Referring expression pointing data —
# # # # #
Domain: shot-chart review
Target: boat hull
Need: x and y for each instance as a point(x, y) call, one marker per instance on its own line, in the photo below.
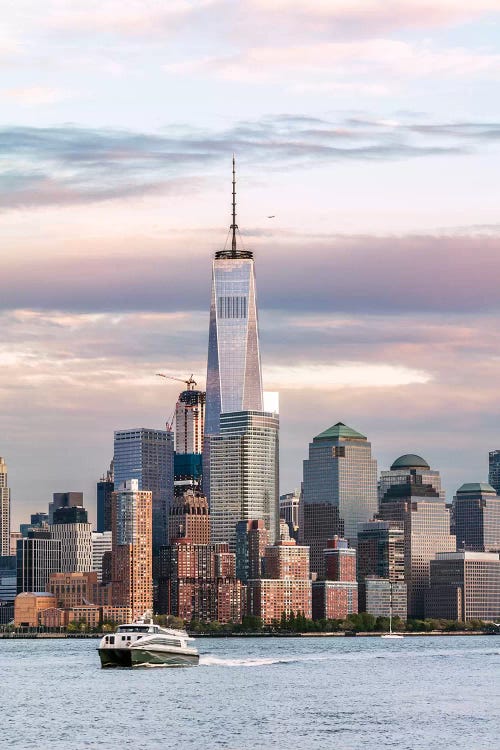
point(132, 657)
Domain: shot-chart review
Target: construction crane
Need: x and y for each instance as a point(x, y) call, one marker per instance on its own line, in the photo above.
point(189, 382)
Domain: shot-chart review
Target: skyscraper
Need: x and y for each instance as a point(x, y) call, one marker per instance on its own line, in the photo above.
point(244, 474)
point(37, 557)
point(476, 512)
point(410, 463)
point(132, 548)
point(339, 489)
point(4, 510)
point(494, 472)
point(148, 456)
point(418, 510)
point(105, 487)
point(234, 379)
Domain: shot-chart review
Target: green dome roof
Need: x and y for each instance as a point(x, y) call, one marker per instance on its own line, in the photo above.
point(340, 430)
point(410, 461)
point(476, 487)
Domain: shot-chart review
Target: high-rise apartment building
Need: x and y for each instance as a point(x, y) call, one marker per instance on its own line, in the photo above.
point(75, 534)
point(148, 457)
point(410, 463)
point(381, 564)
point(105, 487)
point(189, 518)
point(132, 547)
point(287, 589)
point(37, 557)
point(244, 476)
point(234, 378)
point(101, 544)
point(339, 490)
point(425, 520)
point(4, 510)
point(494, 470)
point(476, 513)
point(464, 586)
point(337, 596)
point(64, 500)
point(252, 539)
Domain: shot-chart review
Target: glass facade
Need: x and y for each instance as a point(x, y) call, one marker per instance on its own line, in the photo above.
point(244, 469)
point(148, 456)
point(4, 510)
point(234, 378)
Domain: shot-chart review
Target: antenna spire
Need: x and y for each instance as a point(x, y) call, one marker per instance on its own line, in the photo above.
point(234, 225)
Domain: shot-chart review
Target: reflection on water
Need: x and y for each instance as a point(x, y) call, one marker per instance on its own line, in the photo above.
point(257, 694)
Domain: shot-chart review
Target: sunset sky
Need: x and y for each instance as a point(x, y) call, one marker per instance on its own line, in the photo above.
point(370, 129)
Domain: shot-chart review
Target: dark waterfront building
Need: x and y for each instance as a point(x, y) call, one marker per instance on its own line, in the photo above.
point(74, 514)
point(64, 500)
point(339, 490)
point(464, 586)
point(252, 538)
point(494, 470)
point(37, 557)
point(105, 488)
point(476, 513)
point(148, 456)
point(424, 518)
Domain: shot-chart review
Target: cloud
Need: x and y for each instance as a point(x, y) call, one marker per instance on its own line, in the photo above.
point(353, 275)
point(69, 164)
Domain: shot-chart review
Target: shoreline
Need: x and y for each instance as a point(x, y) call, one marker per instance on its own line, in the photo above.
point(96, 636)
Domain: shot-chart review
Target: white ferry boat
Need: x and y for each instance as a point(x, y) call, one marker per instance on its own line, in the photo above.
point(141, 642)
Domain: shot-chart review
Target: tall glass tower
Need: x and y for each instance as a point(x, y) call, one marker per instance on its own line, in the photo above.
point(234, 377)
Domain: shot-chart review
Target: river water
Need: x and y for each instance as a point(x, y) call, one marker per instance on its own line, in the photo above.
point(308, 693)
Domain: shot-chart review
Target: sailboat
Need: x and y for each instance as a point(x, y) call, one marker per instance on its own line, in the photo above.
point(390, 634)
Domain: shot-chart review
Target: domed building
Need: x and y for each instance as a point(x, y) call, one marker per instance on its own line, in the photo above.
point(410, 468)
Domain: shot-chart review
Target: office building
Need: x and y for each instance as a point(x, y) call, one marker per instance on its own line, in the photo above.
point(376, 594)
point(71, 527)
point(190, 421)
point(64, 500)
point(105, 487)
point(494, 470)
point(37, 557)
point(287, 589)
point(464, 586)
point(244, 474)
point(476, 514)
point(336, 597)
point(339, 490)
point(73, 589)
point(252, 538)
point(189, 518)
point(410, 463)
point(148, 457)
point(422, 514)
point(132, 547)
point(101, 544)
point(381, 557)
point(290, 509)
point(234, 378)
point(197, 582)
point(4, 510)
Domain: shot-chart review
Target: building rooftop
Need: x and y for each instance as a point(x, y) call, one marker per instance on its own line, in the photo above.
point(340, 430)
point(410, 461)
point(476, 487)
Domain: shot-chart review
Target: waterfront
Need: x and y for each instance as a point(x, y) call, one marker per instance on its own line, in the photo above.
point(257, 693)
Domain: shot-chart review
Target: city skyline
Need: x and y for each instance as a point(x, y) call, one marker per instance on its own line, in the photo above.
point(378, 308)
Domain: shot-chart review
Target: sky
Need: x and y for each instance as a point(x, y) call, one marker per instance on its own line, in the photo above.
point(369, 130)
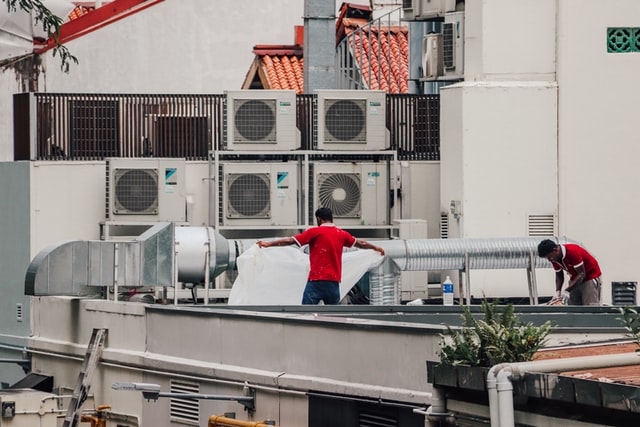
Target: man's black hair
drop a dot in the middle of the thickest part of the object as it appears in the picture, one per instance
(546, 247)
(324, 214)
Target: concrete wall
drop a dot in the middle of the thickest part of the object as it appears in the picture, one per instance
(598, 137)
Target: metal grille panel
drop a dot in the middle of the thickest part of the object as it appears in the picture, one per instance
(340, 192)
(449, 45)
(255, 120)
(185, 410)
(136, 191)
(248, 196)
(345, 120)
(541, 225)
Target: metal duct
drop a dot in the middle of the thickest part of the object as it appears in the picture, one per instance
(451, 254)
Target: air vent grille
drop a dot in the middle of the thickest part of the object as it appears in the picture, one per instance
(375, 420)
(255, 120)
(185, 410)
(449, 45)
(136, 191)
(340, 192)
(345, 120)
(541, 225)
(249, 195)
(444, 226)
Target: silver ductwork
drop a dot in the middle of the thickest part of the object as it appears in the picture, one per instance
(165, 255)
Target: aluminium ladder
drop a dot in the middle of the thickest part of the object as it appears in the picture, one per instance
(91, 358)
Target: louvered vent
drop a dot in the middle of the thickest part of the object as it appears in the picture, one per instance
(19, 312)
(186, 410)
(136, 191)
(248, 195)
(376, 420)
(345, 120)
(541, 225)
(444, 226)
(340, 192)
(255, 120)
(449, 45)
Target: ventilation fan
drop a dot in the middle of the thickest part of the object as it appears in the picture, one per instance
(255, 120)
(248, 196)
(345, 120)
(340, 192)
(136, 191)
(261, 120)
(351, 120)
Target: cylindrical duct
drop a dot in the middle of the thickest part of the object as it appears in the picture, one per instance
(193, 245)
(449, 254)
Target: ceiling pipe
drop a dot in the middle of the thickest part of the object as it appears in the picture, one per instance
(500, 379)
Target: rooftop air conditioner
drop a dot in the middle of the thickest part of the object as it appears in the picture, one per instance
(427, 9)
(432, 56)
(351, 120)
(453, 45)
(356, 193)
(145, 190)
(260, 194)
(261, 120)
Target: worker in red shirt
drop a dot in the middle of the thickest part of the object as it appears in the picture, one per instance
(326, 242)
(584, 272)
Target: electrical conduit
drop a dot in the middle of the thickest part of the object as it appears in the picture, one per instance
(500, 377)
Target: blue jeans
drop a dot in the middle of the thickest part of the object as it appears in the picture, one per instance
(317, 290)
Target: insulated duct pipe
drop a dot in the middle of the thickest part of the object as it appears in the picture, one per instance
(500, 377)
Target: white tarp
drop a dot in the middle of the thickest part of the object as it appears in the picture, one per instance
(278, 275)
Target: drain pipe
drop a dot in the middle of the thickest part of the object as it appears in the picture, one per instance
(500, 377)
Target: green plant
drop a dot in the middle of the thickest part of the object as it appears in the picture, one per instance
(497, 338)
(50, 24)
(631, 322)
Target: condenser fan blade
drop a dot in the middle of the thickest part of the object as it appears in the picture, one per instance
(340, 193)
(249, 196)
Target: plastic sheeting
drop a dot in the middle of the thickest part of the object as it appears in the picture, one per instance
(277, 276)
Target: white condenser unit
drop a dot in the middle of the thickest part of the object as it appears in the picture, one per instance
(260, 194)
(356, 193)
(453, 45)
(351, 120)
(427, 9)
(261, 120)
(145, 190)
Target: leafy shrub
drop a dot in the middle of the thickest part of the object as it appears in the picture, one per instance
(631, 322)
(497, 338)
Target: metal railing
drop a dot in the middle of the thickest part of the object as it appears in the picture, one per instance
(55, 126)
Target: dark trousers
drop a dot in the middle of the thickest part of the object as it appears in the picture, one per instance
(321, 290)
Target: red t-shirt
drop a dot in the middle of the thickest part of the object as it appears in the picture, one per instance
(574, 256)
(325, 250)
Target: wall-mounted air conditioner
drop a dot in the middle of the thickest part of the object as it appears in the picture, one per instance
(145, 190)
(427, 9)
(432, 56)
(351, 120)
(260, 194)
(356, 193)
(453, 45)
(261, 120)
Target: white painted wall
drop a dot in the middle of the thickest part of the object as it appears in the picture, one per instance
(598, 135)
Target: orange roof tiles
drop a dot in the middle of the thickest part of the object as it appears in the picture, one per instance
(284, 72)
(382, 53)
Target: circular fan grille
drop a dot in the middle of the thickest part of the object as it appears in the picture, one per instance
(248, 196)
(345, 121)
(136, 191)
(255, 120)
(340, 192)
# # # # #
Exercise goal — Pull every line that holds the string "glass" out of the records.

Output for this exercise —
Target: glass facade
Target: tall glass tower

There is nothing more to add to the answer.